== DOCUMENT SEGMENT ==
>> BEGIN

Adam Bennett and Professor David Vines – Written evidence FUU0006
With regard to questions 1, 4, and 5, put by the committee, we have the following comments:
1. As opposed to other possible outcomes, what does the presence of an EU-UK free trade agreement mean for trade in goods?
The UK has left the single market and customs union, and entered into a FTA with the EU. By leaving the EU single market, and entering this particular FTA, the UK has garnered a degree of independence regarding (a) its ability to diverge in its regulatory environment, and (b) an ability to strike independent trade deals with other countries. Although the UK retains the privilege of tariff-free trade with its former partner, the EU, it has nevertheless acquired a plethora of costly non-tariff barriers to trade.
Foremost among these barriers has been the paperwork needed to verify regulatory and product compliance for exports from the UK which are destined to become imports into the EU. In addition, unlike when the UK was a member of the EU, the UK is now subject to rules-of-origin limits on non-EU/UK intermediate inputs, which results in the application of tariffs for those goods shipped to the EU which do not satisfy these limits. There are also a number of other unexpected – and significant – barriers which we identify below.
A Partnership Council has been established. This Partnership Council has been given the role of monitoring regulatory and product divergence between the two parties; either party can complain that the “level playing-field” (a term defined below) has been compromised by the other party. Each party, subject to review by the Partnership Council, is entitled to respond by raising tariffs in a manner proportional to the task of protecting the aggrieved industries.

>> END

== GIVEN INFORMATION ==
>> BEGIN

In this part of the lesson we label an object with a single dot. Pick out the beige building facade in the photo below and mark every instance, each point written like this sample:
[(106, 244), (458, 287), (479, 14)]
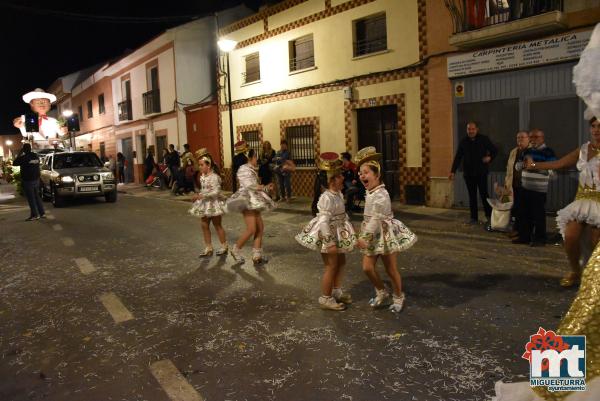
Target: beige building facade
[(333, 76)]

>> END

== THE PROBLEM ==
Retype the whole written evidence on the EU-UK free trade agreement word for word. The lines above are separate material, apart from the text.

== FINISHED EXERCISE ==
Adam Bennett and Professor David Vines – Written evidence FUU0006
With regard to questions 1, 4, and 5, put by the committee, we have the following comments:
1. As opposed to other possible outcomes, what does the presence of an EU-UK free trade agreement mean for trade in goods?
The UK has left the single market and customs union, and entered into a FTA with the EU. By leaving the EU single market, and entering this particular FTA, the UK has garnered a degree of independence regarding (a) its ability to diverge in its regulatory environment, and (b) an ability to strike independent trade deals with other countries. Although the UK retains the privilege of tariff-free trade with its former partner, the EU, it has nevertheless acquired a plethora of costly non-tariff barriers to trade.
Foremost among these barriers has been the paperwork needed to verify regulatory and product compliance for exports from the UK which are destined to become imports into the EU. In addition, unlike when the UK was a member of the EU, the UK is now subject to rules-of-origin limits on non-EU/UK intermediate inputs, which results in the application of tariffs for those goods shipped to the EU which do not satisfy these limits. There are also a number of other unexpected – and significant – barriers which we identify below.
A Partnership Council has been established. This Partnership Council has been given the role of monitoring regulatory and product divergence between the two parties; either party can complain that the “level playing-field” (a term defined below) has been compromised by the other party. Each party, subject to review by the Partnership Council, is entitled to respond by raising tariffs in a manner proportional to the task of protecting the aggrieved industries.